**Set task**
Output all of the entries exactly as written.

**Records shown**

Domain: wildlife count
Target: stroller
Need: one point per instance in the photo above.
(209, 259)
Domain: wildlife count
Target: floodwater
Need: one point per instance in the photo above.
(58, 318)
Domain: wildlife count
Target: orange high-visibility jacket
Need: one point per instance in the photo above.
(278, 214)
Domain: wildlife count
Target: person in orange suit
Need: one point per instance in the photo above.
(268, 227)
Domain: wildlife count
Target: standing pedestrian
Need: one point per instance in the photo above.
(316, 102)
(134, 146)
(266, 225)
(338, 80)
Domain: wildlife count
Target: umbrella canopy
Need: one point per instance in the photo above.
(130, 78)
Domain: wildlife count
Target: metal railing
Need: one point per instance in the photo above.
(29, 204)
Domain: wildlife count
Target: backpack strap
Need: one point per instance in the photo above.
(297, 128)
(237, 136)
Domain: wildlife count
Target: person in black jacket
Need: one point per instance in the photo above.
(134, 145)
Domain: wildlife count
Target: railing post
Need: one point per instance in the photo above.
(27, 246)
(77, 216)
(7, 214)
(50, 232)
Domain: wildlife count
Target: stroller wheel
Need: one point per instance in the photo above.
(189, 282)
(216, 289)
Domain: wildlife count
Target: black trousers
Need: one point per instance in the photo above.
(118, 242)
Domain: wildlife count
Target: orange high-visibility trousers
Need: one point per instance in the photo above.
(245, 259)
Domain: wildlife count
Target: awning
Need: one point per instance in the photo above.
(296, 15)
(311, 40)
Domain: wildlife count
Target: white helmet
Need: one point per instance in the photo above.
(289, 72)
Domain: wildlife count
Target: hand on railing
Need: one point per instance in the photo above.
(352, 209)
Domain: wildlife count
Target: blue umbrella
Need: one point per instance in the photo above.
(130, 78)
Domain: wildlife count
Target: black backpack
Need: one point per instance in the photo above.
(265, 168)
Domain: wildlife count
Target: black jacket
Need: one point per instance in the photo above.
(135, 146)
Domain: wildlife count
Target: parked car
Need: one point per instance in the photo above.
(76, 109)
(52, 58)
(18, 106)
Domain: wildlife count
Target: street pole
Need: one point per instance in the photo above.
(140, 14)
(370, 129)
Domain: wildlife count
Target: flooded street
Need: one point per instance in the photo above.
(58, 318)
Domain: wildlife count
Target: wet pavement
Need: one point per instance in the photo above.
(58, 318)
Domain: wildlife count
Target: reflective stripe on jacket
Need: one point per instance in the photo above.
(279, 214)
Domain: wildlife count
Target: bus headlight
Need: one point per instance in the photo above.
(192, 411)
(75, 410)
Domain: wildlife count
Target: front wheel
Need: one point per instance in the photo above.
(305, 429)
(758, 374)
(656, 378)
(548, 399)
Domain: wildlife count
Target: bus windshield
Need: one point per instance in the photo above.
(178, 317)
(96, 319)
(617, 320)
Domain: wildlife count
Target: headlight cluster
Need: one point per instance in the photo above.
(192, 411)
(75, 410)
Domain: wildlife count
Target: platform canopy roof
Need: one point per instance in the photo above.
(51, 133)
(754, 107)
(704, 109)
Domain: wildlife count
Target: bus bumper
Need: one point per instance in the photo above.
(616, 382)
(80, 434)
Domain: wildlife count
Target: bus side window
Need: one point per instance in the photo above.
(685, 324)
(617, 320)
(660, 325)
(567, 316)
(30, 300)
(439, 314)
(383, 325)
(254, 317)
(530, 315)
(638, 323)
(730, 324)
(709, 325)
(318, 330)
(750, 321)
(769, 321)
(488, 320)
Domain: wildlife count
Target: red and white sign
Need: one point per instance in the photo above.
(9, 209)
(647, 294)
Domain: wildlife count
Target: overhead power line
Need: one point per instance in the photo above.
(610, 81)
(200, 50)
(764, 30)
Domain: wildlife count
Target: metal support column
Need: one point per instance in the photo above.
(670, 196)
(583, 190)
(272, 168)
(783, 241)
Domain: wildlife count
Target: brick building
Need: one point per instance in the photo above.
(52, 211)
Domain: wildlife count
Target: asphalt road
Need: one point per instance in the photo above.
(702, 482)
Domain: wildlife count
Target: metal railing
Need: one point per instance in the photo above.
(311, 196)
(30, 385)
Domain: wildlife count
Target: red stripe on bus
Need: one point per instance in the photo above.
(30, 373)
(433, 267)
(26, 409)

**Task result**
Domain: wildlife count
Target: stroller
Need: one point per instance in the photo above.
(209, 259)
Domain: wildlife count
Target: floodwater
Need: one point per instance in the photo above.
(58, 318)
Domain: wildlife count
Target: orange high-visibility jacket
Need: one point per instance in the photo above.
(278, 214)
Domain: wildlife count
Target: person in orange suit
Need: one point per instance in the photo above.
(268, 227)
Domain: wildlife count
Target: standing pedestrian
Need: one point per instance in the photo above.
(316, 102)
(134, 146)
(266, 225)
(338, 80)
Domain: wildlife count
Target: umbrella canopy
Need: one point per instance in the photo above.
(130, 78)
Domain: wildlife count
Target: metal railing
Need: one point per instance in the photo above.
(29, 204)
Domain: wildlife count
Target: backpack strap
Need: one point per instance in the photo above.
(297, 128)
(237, 136)
Domain: wildlife count
Target: person in black jacket
Need: one point per instance in the photo above.
(134, 145)
Domain: wildlife count
Target: railing post
Need: one point per instance in the photo above.
(27, 246)
(77, 216)
(7, 214)
(50, 232)
Domain: wildlife count
Target: stroller wheel
Need: one point per instance in the photo above.
(189, 282)
(216, 289)
Domain: wildlife count
Target: black trousers
Need: one point per instance in the photo above.
(118, 242)
Domain: wildlife count
Target: orange high-visibility trousers
Need: one point per instance in the photo above.
(245, 259)
Domain: wildlife count
Target: awning
Need: one point per instance in the photo above.
(296, 15)
(311, 40)
Domain: wildlife count
Target: white helmet
Need: one point per instance in the photo above.
(289, 72)
Domain: wildlife count
Target: hand on railing
Need: one point per instance in the photo above.
(352, 209)
Domain: wildlife count
Target: blue umbrella
Need: one point per instance in the photo above.
(130, 78)
Domain: wildlife count
Target: black backpack
Need: one point per instance in the photo above.
(265, 168)
Domain: wildlife count
Target: black jacket
Need: one point per instance in the photo above.
(135, 146)
Domain: wildlife count
Target: parked car
Need: one point per instance in the photo above.
(76, 109)
(52, 58)
(18, 106)
Domain: wildlife count
Target: street pole
Need: one point per instance in the photo above.
(140, 14)
(370, 129)
Domain: wildlife count
Target: flooded street
Need: one point per instance in the photo above.
(58, 318)
Domain: wildlife count
Target: wet pavement
Need: one point per instance in the photo above.
(58, 318)
Domain: wildlife count
Target: reflective stripe on jacket
Need: one point per instance in the photo above.
(279, 214)
Domain: wildlife count
Target: bus headlight
Need: one point per instance in the photo above.
(192, 411)
(75, 410)
Domain: wildlife count
Target: front wheel
Need: one point per instance in the photo above.
(305, 429)
(758, 374)
(656, 378)
(548, 399)
Domain: wildlife count
Target: bus windshield
Need: one point per instance in the photo above.
(178, 317)
(96, 319)
(617, 320)
Domain: wildlife count
Target: headlight cluster
Need: one point per instance in the photo above.
(192, 411)
(75, 410)
Domain: wildlife count
Target: platform canopy roof
Need: one point per instance in the photo above.
(51, 133)
(754, 107)
(704, 109)
Domain: wildlife count
Target: bus bumper
Need: one point per instance in the photo above.
(616, 382)
(80, 434)
Domain: wildlife count
Target: bus side window
Need: one point per instance in the photo above.
(685, 324)
(617, 320)
(660, 325)
(567, 316)
(30, 300)
(439, 314)
(383, 325)
(254, 317)
(530, 315)
(638, 323)
(730, 324)
(709, 325)
(318, 330)
(750, 321)
(769, 321)
(488, 320)
Domain: wildlife count
Target: red and white sign
Need: one point per instance in the photo above.
(9, 209)
(647, 294)
Domain: wildlife count
Target: overhead power line
Need: one point per instance in the photo above.
(610, 81)
(200, 50)
(764, 30)
Domain: wildlife count
Target: metal support column
Need: one point per instance in the photo above.
(670, 196)
(583, 190)
(272, 168)
(783, 241)
Domain: wildlife count
Target: brick building
Need: one point per instance in the photo above.
(52, 211)
Domain: wildlife count
Target: asphalt road
Need: one point per instance in the photo above.
(702, 482)
Domain: wildlife count
Target: metal railing
Need: one point per instance in the photo above.
(311, 196)
(30, 385)
Domain: wildlife count
Target: red stripe on bus
Need: one point per instance in the photo above.
(30, 373)
(433, 267)
(26, 409)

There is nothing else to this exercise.